▶ [DATA PROVIDED]
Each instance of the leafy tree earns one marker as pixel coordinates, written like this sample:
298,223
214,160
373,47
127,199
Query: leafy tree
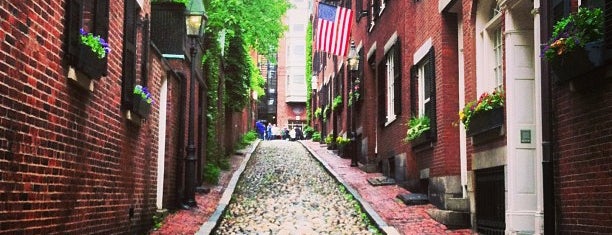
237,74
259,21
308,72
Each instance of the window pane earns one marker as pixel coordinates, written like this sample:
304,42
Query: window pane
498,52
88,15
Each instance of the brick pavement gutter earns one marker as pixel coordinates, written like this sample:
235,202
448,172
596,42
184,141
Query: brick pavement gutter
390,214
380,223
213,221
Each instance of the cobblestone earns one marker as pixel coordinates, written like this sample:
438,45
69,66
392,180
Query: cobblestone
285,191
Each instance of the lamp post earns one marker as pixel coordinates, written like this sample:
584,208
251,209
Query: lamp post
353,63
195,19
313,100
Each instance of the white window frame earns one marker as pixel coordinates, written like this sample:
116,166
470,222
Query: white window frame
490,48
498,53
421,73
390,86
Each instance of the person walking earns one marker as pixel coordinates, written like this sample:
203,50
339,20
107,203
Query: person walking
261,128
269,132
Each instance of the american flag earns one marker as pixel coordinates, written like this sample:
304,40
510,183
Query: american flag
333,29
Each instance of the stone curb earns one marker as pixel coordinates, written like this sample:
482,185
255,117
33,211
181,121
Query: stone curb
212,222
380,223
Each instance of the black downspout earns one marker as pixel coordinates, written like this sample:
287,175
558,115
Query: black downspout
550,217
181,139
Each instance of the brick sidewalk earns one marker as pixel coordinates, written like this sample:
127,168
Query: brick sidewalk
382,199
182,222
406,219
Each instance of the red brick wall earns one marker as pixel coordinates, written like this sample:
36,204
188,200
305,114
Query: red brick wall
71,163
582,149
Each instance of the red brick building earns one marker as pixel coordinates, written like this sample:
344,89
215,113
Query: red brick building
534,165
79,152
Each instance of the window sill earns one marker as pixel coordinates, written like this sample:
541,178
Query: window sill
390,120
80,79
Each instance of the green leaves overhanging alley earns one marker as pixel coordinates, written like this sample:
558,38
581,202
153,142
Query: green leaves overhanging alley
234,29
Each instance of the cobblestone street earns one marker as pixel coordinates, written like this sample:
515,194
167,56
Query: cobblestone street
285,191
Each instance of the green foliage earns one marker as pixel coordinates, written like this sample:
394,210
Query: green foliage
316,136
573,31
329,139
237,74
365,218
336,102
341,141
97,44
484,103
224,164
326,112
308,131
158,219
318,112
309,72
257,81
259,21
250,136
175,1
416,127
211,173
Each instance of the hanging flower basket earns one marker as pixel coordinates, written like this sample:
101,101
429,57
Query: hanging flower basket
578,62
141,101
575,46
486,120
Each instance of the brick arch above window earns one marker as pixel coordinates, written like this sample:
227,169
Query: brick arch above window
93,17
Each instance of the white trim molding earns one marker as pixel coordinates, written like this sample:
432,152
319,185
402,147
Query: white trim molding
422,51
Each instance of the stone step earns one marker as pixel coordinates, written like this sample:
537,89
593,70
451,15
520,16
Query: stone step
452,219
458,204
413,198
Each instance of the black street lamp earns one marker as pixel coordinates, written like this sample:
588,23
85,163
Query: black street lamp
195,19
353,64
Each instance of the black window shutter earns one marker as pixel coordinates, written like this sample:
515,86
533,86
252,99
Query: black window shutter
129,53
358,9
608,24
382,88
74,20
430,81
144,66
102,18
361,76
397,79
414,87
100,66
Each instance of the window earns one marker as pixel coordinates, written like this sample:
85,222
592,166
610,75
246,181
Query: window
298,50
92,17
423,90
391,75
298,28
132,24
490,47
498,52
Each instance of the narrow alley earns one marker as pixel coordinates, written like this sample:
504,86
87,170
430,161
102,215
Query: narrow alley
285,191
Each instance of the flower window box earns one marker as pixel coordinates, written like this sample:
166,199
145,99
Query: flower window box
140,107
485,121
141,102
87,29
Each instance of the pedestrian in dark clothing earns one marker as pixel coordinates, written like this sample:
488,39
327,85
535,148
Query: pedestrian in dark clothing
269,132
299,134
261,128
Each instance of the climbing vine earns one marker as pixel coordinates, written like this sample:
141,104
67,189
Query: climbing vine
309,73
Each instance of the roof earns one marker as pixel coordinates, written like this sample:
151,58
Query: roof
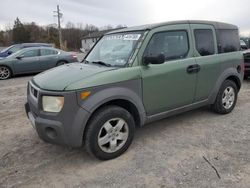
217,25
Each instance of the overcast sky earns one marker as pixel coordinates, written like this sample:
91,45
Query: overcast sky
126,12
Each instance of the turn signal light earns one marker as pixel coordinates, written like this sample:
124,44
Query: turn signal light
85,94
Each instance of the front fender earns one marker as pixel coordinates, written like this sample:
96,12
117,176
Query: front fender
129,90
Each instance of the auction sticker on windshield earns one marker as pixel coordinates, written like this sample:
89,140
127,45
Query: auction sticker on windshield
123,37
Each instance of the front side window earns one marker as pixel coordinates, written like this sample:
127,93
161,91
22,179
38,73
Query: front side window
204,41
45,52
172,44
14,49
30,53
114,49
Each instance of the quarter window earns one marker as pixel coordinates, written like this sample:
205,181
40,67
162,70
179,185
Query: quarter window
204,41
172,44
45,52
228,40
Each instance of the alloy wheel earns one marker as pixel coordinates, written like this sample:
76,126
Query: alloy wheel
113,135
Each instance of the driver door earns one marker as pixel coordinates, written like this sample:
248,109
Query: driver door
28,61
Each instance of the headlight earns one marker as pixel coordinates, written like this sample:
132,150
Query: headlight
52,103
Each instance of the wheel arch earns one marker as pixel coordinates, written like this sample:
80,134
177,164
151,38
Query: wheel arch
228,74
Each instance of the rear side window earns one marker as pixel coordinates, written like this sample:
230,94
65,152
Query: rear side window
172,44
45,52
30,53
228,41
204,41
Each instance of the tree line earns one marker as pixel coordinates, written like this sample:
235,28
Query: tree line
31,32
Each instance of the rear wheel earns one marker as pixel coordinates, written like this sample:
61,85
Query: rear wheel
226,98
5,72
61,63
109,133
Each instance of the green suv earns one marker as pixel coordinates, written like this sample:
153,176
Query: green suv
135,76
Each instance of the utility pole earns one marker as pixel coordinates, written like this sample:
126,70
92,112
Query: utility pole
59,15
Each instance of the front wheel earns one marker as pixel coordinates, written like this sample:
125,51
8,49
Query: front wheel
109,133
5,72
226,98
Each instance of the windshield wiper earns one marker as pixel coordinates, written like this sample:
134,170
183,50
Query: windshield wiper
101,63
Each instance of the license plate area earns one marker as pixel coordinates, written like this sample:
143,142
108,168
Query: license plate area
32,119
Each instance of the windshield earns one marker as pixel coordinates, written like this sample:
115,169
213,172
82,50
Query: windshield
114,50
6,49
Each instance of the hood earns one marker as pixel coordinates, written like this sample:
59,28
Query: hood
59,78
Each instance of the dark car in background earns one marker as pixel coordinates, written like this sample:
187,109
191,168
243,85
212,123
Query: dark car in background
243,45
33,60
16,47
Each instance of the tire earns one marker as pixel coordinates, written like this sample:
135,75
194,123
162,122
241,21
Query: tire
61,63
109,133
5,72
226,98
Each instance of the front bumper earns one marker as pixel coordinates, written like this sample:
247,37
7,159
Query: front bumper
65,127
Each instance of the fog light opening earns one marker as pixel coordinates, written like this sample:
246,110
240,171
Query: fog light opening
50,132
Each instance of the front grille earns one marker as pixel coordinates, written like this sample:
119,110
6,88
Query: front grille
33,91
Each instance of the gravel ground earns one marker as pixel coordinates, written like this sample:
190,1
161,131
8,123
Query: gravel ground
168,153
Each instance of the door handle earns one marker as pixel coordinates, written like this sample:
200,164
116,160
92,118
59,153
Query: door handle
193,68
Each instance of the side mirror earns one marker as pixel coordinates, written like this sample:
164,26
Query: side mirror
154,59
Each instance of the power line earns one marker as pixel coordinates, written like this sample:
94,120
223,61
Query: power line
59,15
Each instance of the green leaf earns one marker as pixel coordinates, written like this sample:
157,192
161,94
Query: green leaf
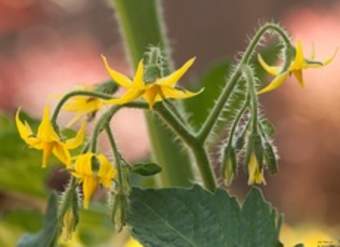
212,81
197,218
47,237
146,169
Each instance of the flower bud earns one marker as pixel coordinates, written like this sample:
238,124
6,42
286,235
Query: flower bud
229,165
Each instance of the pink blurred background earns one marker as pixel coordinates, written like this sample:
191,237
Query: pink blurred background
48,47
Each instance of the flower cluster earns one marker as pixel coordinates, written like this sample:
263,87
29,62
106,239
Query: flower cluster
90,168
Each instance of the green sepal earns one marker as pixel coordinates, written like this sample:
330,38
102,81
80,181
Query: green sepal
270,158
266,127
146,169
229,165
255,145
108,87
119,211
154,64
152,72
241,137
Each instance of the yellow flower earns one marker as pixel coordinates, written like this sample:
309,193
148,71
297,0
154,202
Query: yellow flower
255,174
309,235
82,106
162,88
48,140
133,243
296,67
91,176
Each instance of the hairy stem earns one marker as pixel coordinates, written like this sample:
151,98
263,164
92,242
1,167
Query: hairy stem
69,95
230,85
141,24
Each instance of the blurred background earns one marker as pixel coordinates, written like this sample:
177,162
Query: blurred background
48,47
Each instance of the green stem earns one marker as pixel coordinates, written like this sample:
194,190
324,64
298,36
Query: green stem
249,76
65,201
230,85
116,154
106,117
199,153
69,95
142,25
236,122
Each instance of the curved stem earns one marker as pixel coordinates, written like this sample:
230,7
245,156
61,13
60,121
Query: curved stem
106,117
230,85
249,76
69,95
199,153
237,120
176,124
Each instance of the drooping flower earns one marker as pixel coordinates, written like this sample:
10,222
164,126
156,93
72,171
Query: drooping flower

▶ [EXERCISE]
Find the line containing "Each instance of the green sepal". Reproduce it exactly, along with every line after it through the last.

▶ [TASK ANSWER]
Each instance of the green sepal earns one marker as pixel coordinates, written like this sample:
330,38
102,81
80,181
Query: green sepal
270,158
266,127
146,169
229,165
255,145
108,87
119,211
154,64
152,72
241,137
Each instance of the yellow flower earns one marker as pixel coordinates, written like this sample:
309,193
148,71
297,0
154,202
Query: yellow flower
255,174
309,235
82,106
162,88
48,140
133,243
296,67
91,176
Each instance of the hairy stem earns one marker as pixel coordinates, written like this sample:
151,98
263,164
92,242
1,167
Query: hairy stem
69,95
230,85
141,24
Each instance of the blurred background earns one marker as pixel coordinates, written like this sample:
177,162
Query: blurred background
48,47
Each instance of the green stem earns one marker as pixel coordinates, written like this sample:
194,190
324,64
298,36
Query: green stem
249,76
65,201
230,85
116,154
106,117
199,153
69,95
142,25
236,122
Each instance of the curved stem earns one marker as pixel coordinates, written like this sample:
230,7
245,156
61,13
60,121
Query: curved stem
106,117
230,85
249,76
69,95
199,153
237,120
176,124
Each instance of the drooping flower earns one marker as pixel coordinates, written like this sample:
10,222
164,126
156,93
72,171
Query: drooping flower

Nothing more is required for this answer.